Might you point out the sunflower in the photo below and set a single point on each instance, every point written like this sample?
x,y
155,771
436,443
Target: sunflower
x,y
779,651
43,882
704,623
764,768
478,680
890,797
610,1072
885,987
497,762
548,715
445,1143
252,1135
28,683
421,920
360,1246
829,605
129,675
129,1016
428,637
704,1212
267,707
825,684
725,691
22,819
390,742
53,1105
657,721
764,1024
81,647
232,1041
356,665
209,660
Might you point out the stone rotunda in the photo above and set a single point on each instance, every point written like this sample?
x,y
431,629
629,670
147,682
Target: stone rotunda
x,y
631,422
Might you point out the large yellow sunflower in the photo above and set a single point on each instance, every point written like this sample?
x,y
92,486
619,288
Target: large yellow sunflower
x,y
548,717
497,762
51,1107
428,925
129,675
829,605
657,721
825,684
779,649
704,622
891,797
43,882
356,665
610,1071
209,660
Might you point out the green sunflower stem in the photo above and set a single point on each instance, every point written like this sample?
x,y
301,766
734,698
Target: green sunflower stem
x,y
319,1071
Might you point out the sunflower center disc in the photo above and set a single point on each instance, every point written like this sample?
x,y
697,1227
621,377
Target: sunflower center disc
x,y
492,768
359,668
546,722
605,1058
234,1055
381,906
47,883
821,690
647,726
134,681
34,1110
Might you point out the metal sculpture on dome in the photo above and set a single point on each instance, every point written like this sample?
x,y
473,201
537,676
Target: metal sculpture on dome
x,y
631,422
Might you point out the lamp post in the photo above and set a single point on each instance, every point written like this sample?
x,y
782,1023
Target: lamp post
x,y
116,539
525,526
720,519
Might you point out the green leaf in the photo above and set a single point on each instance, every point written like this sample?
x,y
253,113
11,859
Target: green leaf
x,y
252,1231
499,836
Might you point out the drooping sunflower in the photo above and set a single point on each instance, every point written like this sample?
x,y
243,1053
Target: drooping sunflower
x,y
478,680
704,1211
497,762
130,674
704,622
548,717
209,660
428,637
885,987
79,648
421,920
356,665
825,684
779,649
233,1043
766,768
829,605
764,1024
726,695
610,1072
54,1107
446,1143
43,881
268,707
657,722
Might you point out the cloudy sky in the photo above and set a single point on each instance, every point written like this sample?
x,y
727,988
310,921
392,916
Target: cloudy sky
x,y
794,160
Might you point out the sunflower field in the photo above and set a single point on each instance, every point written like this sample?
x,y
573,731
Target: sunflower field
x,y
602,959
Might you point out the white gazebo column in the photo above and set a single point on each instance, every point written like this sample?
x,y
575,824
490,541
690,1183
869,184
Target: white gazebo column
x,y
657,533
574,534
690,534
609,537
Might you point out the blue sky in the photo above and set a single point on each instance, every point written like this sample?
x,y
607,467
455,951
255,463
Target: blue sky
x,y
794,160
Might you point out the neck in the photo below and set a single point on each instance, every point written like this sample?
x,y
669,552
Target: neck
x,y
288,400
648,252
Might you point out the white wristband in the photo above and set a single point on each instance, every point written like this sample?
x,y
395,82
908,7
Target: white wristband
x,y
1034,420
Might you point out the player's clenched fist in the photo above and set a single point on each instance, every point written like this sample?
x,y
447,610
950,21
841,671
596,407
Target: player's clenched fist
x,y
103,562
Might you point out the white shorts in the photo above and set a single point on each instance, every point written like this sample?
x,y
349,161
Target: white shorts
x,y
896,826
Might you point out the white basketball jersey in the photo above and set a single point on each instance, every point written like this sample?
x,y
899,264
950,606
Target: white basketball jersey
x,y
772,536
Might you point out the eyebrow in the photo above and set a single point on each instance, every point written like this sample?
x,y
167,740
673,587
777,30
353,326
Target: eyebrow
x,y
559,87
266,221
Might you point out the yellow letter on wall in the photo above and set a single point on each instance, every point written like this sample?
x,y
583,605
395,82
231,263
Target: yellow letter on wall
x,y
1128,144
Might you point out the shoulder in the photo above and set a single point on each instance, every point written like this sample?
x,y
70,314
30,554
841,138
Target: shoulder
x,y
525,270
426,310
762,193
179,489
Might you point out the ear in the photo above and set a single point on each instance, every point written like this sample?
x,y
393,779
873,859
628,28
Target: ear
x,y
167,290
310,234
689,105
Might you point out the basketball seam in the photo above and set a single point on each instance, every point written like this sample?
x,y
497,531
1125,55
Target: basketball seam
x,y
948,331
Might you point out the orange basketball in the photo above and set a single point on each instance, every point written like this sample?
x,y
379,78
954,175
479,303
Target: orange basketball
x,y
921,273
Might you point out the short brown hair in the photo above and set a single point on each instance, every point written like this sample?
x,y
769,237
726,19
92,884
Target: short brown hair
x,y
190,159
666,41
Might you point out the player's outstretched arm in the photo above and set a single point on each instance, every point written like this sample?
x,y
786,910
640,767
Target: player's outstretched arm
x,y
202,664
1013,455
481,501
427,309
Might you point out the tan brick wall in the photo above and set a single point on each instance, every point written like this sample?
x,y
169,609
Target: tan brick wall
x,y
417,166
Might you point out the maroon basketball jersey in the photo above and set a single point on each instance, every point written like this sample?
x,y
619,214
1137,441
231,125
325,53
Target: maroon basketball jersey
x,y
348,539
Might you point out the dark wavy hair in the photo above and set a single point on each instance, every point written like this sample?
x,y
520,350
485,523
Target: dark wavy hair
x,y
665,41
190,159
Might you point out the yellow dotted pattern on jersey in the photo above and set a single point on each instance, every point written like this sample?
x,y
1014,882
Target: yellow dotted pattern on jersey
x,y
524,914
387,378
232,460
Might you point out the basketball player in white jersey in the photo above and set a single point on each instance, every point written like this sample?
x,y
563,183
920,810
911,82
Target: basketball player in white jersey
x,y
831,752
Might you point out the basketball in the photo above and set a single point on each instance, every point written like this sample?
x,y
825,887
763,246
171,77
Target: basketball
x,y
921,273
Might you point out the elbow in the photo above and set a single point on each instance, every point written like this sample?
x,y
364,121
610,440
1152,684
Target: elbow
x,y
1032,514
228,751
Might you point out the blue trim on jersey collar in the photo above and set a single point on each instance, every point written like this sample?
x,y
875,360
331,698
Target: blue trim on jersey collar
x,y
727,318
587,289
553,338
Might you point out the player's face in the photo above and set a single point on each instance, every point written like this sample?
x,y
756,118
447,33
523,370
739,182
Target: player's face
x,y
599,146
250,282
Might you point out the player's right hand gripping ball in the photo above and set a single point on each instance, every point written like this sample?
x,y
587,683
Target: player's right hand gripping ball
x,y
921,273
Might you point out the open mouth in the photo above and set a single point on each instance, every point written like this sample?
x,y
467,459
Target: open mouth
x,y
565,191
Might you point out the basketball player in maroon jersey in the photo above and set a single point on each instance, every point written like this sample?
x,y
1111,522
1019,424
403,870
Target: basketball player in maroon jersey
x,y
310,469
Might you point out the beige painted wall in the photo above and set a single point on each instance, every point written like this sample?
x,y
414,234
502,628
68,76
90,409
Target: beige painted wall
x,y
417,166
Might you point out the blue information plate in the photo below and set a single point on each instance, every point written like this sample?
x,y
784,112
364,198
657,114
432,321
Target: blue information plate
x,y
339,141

Brief: Reproduce every line from the one containing "Might you point out the blue information" through the end of the rows. Shift each answer coordinate by adding 135 to both x and y, and leave the format sample values unchanged.

The output:
Might you point out the blue information plate in the photo below and set a single point on each instance, every point written like this sample?
x,y
784,112
364,198
657,114
432,321
Target: blue information plate
x,y
474,276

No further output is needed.